Goal:
Render the stretch of the listing below, from the line containing "Where can the red roof" through the line containing "point(27, 2)", as a numbered list, leaving out any blank lines.

● ● ● ● ●

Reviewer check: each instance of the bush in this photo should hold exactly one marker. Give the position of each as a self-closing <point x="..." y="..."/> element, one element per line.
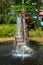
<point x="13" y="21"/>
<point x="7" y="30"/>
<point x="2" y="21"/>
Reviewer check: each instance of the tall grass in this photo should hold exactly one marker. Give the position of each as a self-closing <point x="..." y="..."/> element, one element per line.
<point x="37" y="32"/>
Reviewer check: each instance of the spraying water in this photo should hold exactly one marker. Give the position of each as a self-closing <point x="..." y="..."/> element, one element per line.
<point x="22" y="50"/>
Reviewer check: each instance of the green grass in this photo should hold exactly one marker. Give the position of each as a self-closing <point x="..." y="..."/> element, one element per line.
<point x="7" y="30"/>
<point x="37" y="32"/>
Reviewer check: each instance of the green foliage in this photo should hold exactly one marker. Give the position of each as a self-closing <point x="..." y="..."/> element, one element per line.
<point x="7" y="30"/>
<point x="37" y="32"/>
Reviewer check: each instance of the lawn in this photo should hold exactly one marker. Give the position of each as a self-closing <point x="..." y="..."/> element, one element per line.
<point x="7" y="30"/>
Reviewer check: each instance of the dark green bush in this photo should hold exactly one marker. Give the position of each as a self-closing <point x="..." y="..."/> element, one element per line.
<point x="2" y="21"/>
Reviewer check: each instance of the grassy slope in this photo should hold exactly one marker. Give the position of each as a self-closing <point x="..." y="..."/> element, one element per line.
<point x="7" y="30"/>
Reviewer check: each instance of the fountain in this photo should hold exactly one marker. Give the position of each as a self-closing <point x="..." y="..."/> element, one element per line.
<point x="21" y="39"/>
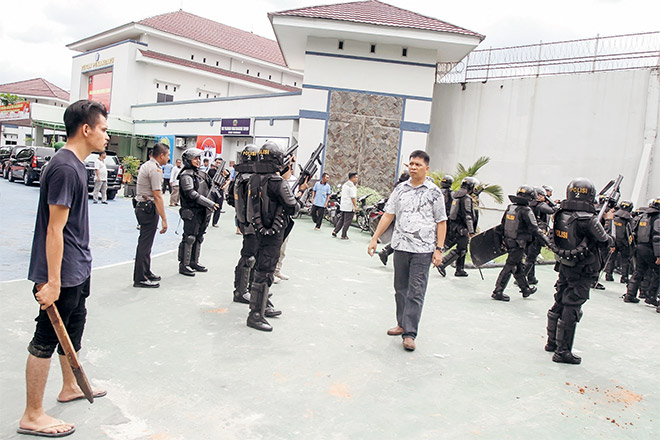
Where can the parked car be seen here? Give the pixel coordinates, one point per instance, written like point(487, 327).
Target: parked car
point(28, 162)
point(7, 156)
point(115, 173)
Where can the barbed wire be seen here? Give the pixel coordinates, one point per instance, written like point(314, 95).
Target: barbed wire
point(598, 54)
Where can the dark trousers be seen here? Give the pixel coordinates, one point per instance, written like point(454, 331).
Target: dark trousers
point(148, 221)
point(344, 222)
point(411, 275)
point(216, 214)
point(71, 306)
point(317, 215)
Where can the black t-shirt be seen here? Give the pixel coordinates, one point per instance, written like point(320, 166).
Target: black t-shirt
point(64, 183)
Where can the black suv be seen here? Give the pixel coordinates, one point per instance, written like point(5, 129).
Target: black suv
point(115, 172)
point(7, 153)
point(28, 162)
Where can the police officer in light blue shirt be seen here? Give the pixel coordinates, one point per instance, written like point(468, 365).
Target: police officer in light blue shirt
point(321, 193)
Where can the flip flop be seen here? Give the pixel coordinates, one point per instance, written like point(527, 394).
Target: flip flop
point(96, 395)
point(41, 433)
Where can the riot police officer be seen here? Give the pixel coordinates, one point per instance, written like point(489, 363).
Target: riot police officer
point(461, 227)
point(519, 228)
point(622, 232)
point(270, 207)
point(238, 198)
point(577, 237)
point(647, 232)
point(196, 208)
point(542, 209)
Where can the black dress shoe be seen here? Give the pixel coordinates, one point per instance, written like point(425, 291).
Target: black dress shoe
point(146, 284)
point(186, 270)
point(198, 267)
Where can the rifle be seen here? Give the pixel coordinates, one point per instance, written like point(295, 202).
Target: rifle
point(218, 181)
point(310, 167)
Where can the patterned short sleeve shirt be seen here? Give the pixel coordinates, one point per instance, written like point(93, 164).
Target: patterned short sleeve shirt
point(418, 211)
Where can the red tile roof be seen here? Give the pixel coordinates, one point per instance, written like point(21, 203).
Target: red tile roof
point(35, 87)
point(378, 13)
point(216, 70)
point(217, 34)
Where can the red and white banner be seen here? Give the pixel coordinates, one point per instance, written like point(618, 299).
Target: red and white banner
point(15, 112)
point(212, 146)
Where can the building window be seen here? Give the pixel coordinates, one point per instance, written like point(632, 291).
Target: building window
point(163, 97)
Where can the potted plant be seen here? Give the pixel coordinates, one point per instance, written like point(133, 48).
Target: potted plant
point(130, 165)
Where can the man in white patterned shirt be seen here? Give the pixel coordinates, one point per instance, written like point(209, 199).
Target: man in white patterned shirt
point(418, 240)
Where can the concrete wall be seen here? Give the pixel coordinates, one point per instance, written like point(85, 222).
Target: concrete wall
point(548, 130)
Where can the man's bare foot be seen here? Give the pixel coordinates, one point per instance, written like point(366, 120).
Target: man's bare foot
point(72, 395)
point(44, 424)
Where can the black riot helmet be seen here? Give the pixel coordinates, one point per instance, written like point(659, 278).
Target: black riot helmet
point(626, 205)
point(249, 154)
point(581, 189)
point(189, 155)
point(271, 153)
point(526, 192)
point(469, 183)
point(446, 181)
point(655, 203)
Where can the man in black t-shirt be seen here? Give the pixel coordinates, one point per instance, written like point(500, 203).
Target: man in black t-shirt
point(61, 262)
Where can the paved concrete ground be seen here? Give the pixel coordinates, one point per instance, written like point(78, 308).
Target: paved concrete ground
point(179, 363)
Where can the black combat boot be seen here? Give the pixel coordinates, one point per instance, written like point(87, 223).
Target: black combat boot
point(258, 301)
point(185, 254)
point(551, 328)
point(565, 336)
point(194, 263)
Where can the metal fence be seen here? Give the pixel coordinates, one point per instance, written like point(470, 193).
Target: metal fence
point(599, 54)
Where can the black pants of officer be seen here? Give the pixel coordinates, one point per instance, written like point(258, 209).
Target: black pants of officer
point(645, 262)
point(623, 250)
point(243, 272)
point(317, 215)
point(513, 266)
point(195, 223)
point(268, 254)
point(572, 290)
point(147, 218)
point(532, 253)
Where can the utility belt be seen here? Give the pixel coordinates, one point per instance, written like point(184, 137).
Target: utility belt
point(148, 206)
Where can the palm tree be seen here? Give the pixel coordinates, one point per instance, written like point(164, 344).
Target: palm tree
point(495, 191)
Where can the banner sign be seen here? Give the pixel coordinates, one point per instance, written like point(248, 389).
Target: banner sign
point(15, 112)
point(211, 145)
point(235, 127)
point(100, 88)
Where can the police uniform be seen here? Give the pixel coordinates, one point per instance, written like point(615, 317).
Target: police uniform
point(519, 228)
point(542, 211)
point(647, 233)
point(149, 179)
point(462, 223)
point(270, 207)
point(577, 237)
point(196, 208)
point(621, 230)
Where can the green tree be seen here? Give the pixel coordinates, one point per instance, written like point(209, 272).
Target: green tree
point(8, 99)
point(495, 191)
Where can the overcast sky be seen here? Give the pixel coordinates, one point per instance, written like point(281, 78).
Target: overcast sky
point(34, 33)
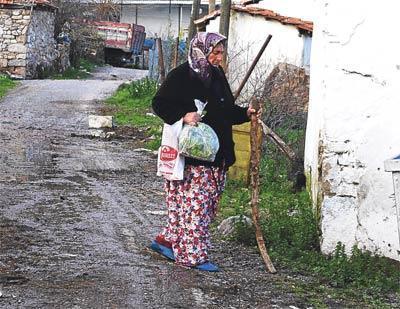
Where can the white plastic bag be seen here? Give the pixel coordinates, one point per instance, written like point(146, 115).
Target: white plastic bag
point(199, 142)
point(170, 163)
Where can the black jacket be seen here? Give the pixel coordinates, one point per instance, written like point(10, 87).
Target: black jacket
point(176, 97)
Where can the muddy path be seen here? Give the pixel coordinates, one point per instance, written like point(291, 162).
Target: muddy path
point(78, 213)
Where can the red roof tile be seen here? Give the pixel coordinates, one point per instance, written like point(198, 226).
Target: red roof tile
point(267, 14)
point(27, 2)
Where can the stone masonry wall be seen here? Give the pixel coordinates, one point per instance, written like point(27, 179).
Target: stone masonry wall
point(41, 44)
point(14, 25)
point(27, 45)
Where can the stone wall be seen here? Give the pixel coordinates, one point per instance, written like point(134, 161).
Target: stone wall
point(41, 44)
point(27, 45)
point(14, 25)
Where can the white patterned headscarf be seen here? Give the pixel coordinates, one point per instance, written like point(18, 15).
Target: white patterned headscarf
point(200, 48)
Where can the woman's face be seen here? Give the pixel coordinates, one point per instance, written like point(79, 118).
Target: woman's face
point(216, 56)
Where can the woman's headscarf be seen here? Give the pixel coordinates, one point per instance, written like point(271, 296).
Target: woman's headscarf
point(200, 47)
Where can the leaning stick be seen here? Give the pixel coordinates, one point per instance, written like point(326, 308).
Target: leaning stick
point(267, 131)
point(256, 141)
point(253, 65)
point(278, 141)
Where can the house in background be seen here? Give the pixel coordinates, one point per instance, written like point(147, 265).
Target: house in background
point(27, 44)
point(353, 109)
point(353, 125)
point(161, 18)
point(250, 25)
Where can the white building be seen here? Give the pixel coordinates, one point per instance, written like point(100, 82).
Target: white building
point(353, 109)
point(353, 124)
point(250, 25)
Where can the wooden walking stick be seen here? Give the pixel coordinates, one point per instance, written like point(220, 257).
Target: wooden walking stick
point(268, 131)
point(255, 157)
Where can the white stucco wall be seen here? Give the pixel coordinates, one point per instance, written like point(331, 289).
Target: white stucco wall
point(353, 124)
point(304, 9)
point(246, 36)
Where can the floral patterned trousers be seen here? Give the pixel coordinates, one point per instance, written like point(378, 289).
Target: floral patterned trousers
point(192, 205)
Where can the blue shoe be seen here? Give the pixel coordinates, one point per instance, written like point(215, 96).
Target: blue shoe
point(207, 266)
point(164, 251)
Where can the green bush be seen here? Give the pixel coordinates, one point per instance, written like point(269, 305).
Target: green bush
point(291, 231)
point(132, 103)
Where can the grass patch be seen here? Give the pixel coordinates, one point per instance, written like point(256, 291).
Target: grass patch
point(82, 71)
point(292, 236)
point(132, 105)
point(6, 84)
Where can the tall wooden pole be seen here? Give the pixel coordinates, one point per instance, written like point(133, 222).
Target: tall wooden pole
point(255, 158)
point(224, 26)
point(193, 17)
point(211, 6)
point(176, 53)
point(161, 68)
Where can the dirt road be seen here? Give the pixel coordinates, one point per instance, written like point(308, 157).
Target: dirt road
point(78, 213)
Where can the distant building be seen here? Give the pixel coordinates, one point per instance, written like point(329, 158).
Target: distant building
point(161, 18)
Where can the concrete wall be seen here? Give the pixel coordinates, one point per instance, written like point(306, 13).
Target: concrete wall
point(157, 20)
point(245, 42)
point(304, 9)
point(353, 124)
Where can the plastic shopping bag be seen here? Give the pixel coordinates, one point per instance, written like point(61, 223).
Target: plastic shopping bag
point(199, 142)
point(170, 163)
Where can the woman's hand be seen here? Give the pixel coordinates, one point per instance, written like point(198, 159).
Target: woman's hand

● ● ● ● ●

Output of the task:
1. Where can the red roof tile be seen here? Give the pixel coordinates, one point per instance, written like point(198, 226).
2. Target: red roof tile
3. point(267, 14)
4. point(27, 2)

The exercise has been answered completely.